Task instructions
Beginning with the line where "Where can the smartphone" appears, restate each line word for word until the data ends. Pictures do not go in.

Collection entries
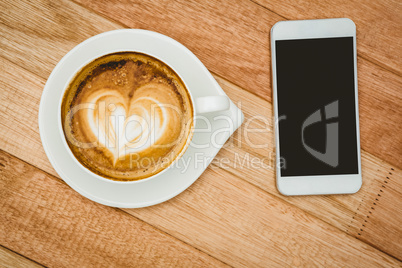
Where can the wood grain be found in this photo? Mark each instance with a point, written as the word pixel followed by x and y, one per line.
pixel 36 36
pixel 10 259
pixel 385 199
pixel 337 211
pixel 379 90
pixel 46 220
pixel 379 27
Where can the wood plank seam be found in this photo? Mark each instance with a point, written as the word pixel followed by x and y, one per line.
pixel 290 204
pixel 118 209
pixel 367 59
pixel 22 256
pixel 258 4
pixel 372 209
pixel 240 178
pixel 38 76
pixel 60 181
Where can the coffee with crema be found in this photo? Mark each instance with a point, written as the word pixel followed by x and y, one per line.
pixel 127 116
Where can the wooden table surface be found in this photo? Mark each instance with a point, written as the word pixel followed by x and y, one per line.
pixel 231 216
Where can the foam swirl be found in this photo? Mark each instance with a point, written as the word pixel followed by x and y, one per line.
pixel 123 125
pixel 127 116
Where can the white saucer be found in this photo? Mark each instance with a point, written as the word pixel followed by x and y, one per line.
pixel 177 178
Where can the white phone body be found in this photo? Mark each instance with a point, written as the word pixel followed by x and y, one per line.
pixel 314 184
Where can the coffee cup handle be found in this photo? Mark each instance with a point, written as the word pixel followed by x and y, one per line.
pixel 211 104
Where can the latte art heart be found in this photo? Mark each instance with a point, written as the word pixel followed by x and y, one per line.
pixel 129 126
pixel 127 116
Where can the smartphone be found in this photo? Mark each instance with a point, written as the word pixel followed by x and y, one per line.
pixel 316 107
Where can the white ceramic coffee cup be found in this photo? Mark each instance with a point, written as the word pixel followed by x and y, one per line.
pixel 201 105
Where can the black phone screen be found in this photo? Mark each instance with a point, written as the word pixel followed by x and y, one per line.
pixel 316 106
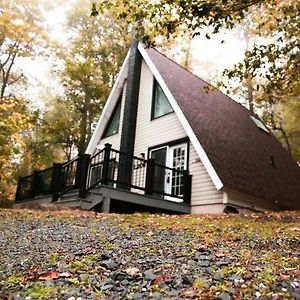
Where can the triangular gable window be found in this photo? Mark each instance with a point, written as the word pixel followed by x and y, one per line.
pixel 113 125
pixel 160 106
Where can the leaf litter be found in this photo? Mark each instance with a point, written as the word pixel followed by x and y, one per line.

Solution to this problem
Where can the smartphone be found in this photo? Mark each instance with a point, written as the word pixel followed by x and y, one per line.
pixel 316 107
Where can the white ceramic coffee cup be found in this photo? Mark each instance with a point, written as the word pixel followed by x and y, one per line.
pixel 201 105
Where can the black phone screen be found in this photo? Mark each instance with a point, written as the word pixel followed by x and y, one per line.
pixel 316 106
Where can the triangular gable window be found in this photo? Mark each instance with a point, written as the word pixel followed by x and y, one per line.
pixel 113 125
pixel 160 106
Where can the leaf litter be found in this photo? Mark each instance with a point, written as the word pixel followed by x and y, one per line.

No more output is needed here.